Provided records:

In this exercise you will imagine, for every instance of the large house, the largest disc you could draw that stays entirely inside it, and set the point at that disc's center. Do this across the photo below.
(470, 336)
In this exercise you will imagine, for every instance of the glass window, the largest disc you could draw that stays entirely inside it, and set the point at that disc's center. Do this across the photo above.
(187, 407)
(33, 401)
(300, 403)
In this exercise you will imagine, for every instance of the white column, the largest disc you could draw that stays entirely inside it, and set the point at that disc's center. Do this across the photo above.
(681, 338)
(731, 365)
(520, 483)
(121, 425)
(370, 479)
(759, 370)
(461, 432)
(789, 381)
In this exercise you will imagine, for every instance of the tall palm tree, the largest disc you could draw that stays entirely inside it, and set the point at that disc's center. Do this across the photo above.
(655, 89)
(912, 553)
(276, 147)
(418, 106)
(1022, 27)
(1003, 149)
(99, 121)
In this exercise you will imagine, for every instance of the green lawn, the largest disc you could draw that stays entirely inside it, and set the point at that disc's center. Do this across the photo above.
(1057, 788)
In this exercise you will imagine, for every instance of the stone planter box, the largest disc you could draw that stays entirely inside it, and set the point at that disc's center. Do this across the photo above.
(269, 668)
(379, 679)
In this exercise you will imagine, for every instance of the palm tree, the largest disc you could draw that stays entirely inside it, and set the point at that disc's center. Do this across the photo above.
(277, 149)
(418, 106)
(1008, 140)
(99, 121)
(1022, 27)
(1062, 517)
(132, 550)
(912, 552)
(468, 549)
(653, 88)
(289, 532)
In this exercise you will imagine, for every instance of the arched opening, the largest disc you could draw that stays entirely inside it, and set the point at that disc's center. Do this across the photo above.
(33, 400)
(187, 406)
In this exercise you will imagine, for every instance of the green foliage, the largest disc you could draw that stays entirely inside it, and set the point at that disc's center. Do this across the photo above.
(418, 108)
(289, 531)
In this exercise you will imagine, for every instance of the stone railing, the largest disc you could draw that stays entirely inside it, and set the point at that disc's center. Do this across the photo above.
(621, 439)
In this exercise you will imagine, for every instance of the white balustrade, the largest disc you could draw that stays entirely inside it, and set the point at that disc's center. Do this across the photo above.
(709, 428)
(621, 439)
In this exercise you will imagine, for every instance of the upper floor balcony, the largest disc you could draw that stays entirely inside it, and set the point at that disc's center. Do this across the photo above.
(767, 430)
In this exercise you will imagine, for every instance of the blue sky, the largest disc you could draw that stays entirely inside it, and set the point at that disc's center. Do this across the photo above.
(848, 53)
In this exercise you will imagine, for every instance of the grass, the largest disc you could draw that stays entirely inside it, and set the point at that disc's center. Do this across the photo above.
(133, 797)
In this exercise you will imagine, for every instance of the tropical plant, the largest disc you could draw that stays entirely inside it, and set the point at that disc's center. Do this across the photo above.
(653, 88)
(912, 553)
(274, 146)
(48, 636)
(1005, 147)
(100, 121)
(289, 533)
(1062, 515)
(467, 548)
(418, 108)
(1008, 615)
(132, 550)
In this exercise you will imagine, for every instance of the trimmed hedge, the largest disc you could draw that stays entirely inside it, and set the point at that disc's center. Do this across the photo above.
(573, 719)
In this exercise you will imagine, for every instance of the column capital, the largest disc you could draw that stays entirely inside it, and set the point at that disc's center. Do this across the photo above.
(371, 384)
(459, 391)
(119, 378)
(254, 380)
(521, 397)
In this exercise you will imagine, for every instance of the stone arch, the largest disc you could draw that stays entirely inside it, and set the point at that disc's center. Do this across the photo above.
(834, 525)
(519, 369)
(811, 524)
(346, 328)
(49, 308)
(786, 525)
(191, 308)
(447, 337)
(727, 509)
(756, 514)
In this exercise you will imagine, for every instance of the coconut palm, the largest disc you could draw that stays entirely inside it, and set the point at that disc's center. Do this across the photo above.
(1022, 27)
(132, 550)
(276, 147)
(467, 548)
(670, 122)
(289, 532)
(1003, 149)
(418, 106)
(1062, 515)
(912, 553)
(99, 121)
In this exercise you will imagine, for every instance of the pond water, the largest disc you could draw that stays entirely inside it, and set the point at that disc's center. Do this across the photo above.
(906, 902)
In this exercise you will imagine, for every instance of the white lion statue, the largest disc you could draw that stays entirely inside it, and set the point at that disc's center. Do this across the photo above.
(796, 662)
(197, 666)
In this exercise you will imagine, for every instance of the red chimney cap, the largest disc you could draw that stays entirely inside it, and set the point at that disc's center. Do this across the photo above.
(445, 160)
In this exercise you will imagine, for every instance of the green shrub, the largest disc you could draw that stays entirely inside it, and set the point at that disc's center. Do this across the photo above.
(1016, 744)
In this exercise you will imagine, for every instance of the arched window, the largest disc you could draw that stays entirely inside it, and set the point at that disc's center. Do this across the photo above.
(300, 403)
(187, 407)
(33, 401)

Work to complete:
Repeat the listing above line by line, exactly as written.

Answer box:
In this exercise you will imagine, for every instance of the large house, the largest disc you could draw that stays entirely inside it, and set the point at that disc's center. Do this across the photo below.
(470, 336)
In this exercise you will imagine, for every instance of the glass window, the largest disc you could draw that stays entirely inside it, and set the point at that disc's center. Do this across the photo above.
(187, 407)
(33, 401)
(300, 403)
In this exercise you will imagine, for every instance of the white column, the largest disc you could draw that stays entirely inside it, and set the point at that disc's center. Do this across the photo above.
(681, 338)
(731, 365)
(520, 483)
(121, 425)
(370, 479)
(759, 370)
(461, 432)
(789, 381)
In this exercise you will imagine, for every instance of the tall palm tree, the largest disc you could draw that stays entirely inside it, and set the point at that disc's center. Do this across the photo above.
(655, 89)
(912, 553)
(276, 147)
(418, 106)
(1022, 27)
(1003, 149)
(99, 121)
In this exercise you will imagine, for every instance of the green lawn, the largest disc you could draw that stays entirely inside it, and set the point at that disc's center. Do this across the photo above.
(1057, 788)
In this exercise you will imagine, for every instance of the stone planter box, the largest disc you could draw that stays entirely inside it, and set the point at that disc's center. Do this across the photo above.
(269, 668)
(379, 679)
In this exercise you will imagine, for every instance of the palm tree, the largest disc you could draw that stays entirely inside it, and set the point at that disc's center. Do this across the photo above.
(277, 149)
(418, 106)
(1008, 140)
(99, 121)
(1022, 27)
(1062, 517)
(132, 550)
(912, 552)
(468, 549)
(653, 88)
(289, 532)
In this exercise you will imagine, for every instance of the arched opening, the largest disc you could draw that stays entirely inside it, and set the point at that disc's center. Do this across the photo above.
(33, 400)
(187, 406)
In this exercise you will imagine, for every instance of the green foliage, the largest disc you could draw that stays entirely inside it, and set the point at that disc's center. Do this across the photo above.
(418, 108)
(289, 531)
In this exercise you will imagine, for every instance of the stone railing, the largest disc you could draw that stays entirely inside it, and set the point at that disc's center. Do this across the photo above.
(621, 439)
In this exercise you will imagine, for every instance of the white balustrade, the largest disc you could draw that stays entirely inside it, and set the point at that disc's center. Do this across the photo above.
(709, 428)
(621, 439)
In this exercise you will imagine, for every instance of the upper floor balcony, the largest disc you could draw that stays entirely inside it, and set the point at that disc's center. Do this across the photo above.
(767, 430)
In this exercise you will imagine, for every instance of the blue sky, the largest disc you could draw that stays entirely inside it, and set the point at that disc's center. Do this across the photo above.
(848, 53)
In this exercise you will imagine, for every instance of the grass, the largest disc you could draw that stays entirely inside it, and set the point at that disc's center. Do this across the photo above.
(133, 797)
In this exercise you will imagine, for every instance of the tropical plant, the largest disc you could draw that stays entirely inside it, and set the point at that disc's center. Do this across the photo above.
(653, 88)
(912, 553)
(274, 146)
(48, 636)
(1005, 147)
(100, 121)
(289, 533)
(1062, 515)
(467, 548)
(418, 108)
(1008, 615)
(132, 550)
In this exercise you will imagine, for every instance of the trimmed hedge, the largest disc you could draw that stays entirely inside it, and set the point at that disc's center. Do this across the photo above.
(573, 719)
In this exercise you will imagine, for every instance of the column capital, the largest disc you could draw that stays entirely inside it, and set the point at that disc's center. Do this across the photo above.
(371, 384)
(459, 391)
(119, 378)
(254, 380)
(521, 397)
In this exercise you will imagine, for every instance of the stone arch, the largest disc you could draw that stays entirely inside it, and set the point at that disc's center. Do this across the photo above.
(834, 525)
(519, 369)
(811, 524)
(346, 328)
(49, 308)
(786, 525)
(191, 308)
(447, 337)
(727, 509)
(756, 514)
In this exercise you will imagine, for every instance of the coconut palm, the largest disc you could draw that stays entirely inside it, and set the point at that disc's center. Do this across the photo above.
(1022, 27)
(132, 550)
(276, 147)
(467, 548)
(670, 122)
(289, 532)
(1003, 149)
(418, 106)
(1062, 515)
(912, 553)
(99, 121)
In this exercise you will imagine, for every instance of the pond water, the largest disc you could draw that stays entirely inside it, and set the point at that disc's center. Do this across the photo above.
(906, 902)
In this exercise you will imagine, for every instance of the white lion statue, the largest disc you could draw that stays entirely inside it, and set the point at that disc's center. Do this across the photo above.
(796, 662)
(197, 666)
In this exercise you will imagine, for every instance of the red chimney cap, the largest disc you could draw that stays entirely inside it, and set the point at that disc's center. Do this across the photo above.
(445, 160)
In this exercise you will imagine, for every instance of the green shrub, the largest disc you could draw that stays entirely inside it, and set the point at that disc's center. Do this across the photo above.
(1016, 744)
In this exercise you will imagine, for every instance of the arched window, the largest disc you could draw that stays entirely inside it, and set the point at that disc's center. Do this across the photo above.
(300, 403)
(187, 407)
(33, 401)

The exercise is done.